### [WORK TO COMPLETE]
Check each line of the material below for "glass", then copy the ones that contain it.
━━━ DATA RECORDS
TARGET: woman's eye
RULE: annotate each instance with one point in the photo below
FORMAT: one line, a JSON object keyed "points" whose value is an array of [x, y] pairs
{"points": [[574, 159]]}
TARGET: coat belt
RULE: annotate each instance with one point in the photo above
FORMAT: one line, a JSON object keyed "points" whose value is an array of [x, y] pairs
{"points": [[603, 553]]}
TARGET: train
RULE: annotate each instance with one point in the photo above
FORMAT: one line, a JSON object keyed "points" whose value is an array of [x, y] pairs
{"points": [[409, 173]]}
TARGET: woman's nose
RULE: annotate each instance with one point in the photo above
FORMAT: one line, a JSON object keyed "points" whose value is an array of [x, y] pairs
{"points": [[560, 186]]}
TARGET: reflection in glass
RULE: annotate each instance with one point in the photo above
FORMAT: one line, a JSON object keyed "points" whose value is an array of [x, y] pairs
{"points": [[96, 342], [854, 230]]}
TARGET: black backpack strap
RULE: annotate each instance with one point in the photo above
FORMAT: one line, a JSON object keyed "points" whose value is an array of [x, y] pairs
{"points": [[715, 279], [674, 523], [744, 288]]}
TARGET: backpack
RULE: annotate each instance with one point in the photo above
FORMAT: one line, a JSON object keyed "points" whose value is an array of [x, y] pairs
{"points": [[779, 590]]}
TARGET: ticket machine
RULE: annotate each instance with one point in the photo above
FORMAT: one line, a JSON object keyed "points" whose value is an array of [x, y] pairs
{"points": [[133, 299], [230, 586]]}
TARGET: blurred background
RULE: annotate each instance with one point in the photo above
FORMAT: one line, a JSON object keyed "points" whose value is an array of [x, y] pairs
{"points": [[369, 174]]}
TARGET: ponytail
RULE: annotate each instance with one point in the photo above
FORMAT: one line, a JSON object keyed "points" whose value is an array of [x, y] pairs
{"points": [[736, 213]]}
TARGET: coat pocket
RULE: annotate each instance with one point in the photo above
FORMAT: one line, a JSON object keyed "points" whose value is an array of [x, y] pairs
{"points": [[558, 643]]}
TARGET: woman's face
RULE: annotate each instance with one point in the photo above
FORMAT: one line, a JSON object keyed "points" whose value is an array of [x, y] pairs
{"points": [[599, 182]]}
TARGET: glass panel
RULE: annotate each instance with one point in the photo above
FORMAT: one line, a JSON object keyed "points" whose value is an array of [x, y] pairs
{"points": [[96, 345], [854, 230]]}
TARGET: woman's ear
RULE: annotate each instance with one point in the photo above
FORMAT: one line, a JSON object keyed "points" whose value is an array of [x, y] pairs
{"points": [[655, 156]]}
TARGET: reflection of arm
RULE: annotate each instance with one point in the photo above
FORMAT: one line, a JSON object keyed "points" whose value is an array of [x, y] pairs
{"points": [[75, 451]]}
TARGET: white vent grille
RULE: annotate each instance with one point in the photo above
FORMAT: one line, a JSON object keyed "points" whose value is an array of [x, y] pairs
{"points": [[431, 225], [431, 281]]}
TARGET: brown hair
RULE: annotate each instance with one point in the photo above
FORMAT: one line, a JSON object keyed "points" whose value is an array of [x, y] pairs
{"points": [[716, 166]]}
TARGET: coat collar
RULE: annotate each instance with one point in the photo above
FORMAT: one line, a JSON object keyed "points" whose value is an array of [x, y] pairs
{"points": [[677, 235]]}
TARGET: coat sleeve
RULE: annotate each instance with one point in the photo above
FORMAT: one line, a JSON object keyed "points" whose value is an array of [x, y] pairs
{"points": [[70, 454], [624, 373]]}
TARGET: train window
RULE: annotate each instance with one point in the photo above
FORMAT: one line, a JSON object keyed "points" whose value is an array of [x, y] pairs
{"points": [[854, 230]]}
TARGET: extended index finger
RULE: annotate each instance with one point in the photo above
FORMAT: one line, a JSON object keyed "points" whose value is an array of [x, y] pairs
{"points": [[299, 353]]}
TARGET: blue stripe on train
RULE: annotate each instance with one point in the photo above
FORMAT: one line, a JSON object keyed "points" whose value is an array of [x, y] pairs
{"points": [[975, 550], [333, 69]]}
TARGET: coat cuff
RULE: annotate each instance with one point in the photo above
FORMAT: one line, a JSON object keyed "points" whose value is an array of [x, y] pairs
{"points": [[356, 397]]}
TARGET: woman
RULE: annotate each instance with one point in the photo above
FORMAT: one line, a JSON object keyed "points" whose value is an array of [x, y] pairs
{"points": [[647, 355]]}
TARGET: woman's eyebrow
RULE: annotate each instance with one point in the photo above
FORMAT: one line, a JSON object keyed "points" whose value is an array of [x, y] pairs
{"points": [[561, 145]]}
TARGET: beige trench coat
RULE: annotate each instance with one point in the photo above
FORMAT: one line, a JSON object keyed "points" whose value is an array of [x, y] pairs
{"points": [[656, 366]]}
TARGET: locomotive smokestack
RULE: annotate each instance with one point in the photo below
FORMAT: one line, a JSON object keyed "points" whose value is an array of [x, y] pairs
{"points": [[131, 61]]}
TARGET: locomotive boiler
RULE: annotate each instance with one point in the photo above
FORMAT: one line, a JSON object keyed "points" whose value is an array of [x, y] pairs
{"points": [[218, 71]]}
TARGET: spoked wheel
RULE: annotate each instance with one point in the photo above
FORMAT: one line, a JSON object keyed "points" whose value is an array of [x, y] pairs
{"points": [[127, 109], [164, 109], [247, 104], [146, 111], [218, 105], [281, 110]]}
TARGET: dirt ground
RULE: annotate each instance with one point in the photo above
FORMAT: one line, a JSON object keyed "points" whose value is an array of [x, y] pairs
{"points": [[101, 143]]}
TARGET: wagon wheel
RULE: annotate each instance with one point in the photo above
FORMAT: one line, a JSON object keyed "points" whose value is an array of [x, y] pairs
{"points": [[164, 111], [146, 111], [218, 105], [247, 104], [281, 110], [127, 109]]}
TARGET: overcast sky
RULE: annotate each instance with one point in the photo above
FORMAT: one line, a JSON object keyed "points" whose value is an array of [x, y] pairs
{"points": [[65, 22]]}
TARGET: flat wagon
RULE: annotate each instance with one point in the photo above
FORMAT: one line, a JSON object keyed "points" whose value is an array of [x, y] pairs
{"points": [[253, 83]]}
━━━━━━
### [REPLY]
TARGET: reflection in glass
TARGET: glass panel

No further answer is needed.